The Education Department is "preparing to restart" federal student loan debt repayments after a three-year pause now that the COVID-19 pandemic emergency has ended, Secretary Miguel Cardona told lawmakers this week.
Cardona revealed the administration's intentions at a Senate Appropriations Committee hearing on Thursday, when Sen. Katie Britt, R-Ala., asked him why the government should forgive student loan borrowers when President Biden is demanding that Congress pay its debt obligations in arguments with Republicans over the debt limit.
Britt, a first-term senator, cited remarks about the federal debt made Monday by White House press secretary Karine Jean-Pierre and asked if Cardona agreed.
"If you buy a car, you are expected to pay the monthly payments. If you buy a home, you are expected to pay the mortgage every month. That is the expectation," Jean-Pierre said.
Cardona said he agreed with the White House. Britt then said, "that same logic must apply to student loans.
"We agree, and we're preparing to restart repayment because the emergency period is over, and we're preparing our borrowers to restart," Cardona responded.
He added that the HEROES Act, which the Biden administration has controversially argued empowers the secretary of education to reduce or eliminate federal student loan debt obligations, "provides me the opportunity to create a waiver for those who are impacted significantly by the pandemic — very similar to small businesses the year before, where Congress provided a little bit of support."
Cardona did not provide Congess with a specific timeline for the administration's plan when asked.
Politico reported earlier this month that the Department of Education issued guidance to student loan companies last November about collecting federal student loan payments once payments resume sometime in October this year.
Student loan servicers are reportedly required to alert borrowers of payment resumption after Aug. 31.
Federal student loan payments were paused and interest rates reduced to 0% in March 2020, when President Donald Trump signed the CARES Act in response to the COVID-19 pandemic. The student loan pause has since been extended multiple times by the Biden administration.

**STUDY MATERIAL:**
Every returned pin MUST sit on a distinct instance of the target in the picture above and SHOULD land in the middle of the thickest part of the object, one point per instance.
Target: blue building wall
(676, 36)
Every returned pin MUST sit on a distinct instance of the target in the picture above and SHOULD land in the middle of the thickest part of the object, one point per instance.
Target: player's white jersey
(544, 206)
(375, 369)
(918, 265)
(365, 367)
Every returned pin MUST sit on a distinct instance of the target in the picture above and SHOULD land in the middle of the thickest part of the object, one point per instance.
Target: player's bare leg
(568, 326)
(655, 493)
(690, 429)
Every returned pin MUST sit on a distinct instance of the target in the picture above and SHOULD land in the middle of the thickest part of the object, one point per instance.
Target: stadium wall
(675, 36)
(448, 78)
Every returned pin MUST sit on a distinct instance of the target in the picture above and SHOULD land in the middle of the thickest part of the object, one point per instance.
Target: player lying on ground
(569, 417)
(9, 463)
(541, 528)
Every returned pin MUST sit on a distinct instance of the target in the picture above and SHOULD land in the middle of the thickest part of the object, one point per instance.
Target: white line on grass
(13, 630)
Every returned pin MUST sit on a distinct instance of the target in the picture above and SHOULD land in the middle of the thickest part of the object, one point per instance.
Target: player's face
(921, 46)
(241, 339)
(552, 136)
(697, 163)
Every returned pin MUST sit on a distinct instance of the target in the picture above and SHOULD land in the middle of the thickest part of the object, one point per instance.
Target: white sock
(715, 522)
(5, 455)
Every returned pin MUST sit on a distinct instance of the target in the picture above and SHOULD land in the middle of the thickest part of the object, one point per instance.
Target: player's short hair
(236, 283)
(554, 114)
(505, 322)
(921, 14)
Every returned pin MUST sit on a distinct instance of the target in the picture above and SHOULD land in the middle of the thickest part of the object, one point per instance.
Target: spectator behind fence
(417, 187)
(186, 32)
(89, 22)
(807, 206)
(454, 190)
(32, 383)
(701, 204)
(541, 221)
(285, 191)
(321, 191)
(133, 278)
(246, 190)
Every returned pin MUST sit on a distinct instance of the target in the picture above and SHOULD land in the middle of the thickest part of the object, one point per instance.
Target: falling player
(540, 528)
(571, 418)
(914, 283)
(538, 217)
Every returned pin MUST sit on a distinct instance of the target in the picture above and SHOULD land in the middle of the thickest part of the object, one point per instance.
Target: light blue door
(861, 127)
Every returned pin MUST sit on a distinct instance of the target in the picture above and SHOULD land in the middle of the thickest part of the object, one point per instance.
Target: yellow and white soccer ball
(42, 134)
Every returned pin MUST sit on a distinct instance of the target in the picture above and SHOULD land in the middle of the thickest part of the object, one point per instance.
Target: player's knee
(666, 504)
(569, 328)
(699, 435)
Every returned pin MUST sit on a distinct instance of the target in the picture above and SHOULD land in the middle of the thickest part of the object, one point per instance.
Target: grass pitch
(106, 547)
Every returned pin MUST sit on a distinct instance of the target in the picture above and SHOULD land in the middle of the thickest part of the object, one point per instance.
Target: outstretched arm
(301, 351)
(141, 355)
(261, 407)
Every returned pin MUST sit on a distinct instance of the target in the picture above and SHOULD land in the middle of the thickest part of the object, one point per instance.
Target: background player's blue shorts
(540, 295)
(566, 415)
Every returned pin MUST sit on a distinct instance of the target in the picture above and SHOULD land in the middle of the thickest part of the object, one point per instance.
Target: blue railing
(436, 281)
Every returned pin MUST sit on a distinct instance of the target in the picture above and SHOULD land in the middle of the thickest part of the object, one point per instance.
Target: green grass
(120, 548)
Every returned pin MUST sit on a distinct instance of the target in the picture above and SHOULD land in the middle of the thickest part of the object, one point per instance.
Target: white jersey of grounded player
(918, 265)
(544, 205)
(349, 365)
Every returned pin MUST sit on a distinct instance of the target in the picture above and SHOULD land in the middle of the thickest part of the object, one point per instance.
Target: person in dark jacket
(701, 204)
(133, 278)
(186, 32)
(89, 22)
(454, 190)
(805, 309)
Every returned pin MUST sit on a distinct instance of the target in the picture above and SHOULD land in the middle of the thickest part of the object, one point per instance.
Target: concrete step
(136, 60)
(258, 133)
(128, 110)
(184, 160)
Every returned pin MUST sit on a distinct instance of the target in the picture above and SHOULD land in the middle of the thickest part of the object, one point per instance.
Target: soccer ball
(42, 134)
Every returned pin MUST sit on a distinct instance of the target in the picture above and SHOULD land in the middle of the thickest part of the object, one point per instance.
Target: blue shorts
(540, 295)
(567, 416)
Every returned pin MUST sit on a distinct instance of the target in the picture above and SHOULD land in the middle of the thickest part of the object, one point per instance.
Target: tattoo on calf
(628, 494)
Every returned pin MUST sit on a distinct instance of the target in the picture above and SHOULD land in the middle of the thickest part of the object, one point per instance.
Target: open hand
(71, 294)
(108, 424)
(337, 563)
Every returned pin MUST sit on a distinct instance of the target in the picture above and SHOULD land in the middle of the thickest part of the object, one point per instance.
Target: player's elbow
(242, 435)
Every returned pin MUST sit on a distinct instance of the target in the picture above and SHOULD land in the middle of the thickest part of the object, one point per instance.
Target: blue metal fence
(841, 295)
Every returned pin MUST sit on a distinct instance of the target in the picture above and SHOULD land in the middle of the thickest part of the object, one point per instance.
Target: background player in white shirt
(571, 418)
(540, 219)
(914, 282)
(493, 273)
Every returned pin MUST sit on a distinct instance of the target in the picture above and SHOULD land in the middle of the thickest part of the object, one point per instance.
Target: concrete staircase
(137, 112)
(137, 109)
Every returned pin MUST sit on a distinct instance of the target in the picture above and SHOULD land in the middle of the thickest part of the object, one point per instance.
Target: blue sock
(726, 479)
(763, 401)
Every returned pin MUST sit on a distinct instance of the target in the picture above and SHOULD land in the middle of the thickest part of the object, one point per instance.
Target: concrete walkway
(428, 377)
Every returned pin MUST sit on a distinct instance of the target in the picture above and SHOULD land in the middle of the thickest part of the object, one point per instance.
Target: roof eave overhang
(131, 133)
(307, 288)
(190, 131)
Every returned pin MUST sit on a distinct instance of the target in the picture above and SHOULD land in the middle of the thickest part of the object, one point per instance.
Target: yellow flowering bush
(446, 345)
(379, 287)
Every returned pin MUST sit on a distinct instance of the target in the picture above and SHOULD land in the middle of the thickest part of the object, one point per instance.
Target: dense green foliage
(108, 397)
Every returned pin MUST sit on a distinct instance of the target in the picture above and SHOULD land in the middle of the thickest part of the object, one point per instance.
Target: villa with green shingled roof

**TASKS:**
• 1. In the article on restarting student loan payments, which law did President Donald Trump sign in March 2020 that paused federal student loan payments?
• 2. Copy the article on restarting student loan payments starting at "The Education Department" and ending at "if Cardona agreed.", and substitute "session" for "hearing".

**RESULTS FOR EACH TASK:**
• 1. The CARES Act.

• 2.
The Education Department is "preparing to restart" federal student loan debt repayments after a three-year pause now that the COVID-19 pandemic emergency has ended, Secretary Miguel Cardona told lawmakers this week.
Cardona revealed the administration's intentions at a Senate Appropriations Committee session on Thursday, when Sen. Katie Britt, R-Ala., asked him why the government should forgive student loan borrowers when President Biden is demanding that Congress pay its debt obligations in arguments with Republicans over the debt limit.
Britt, a first-term senator, cited remarks about the federal debt made Monday by White House press secretary Karine Jean-Pierre and asked if Cardona agreed.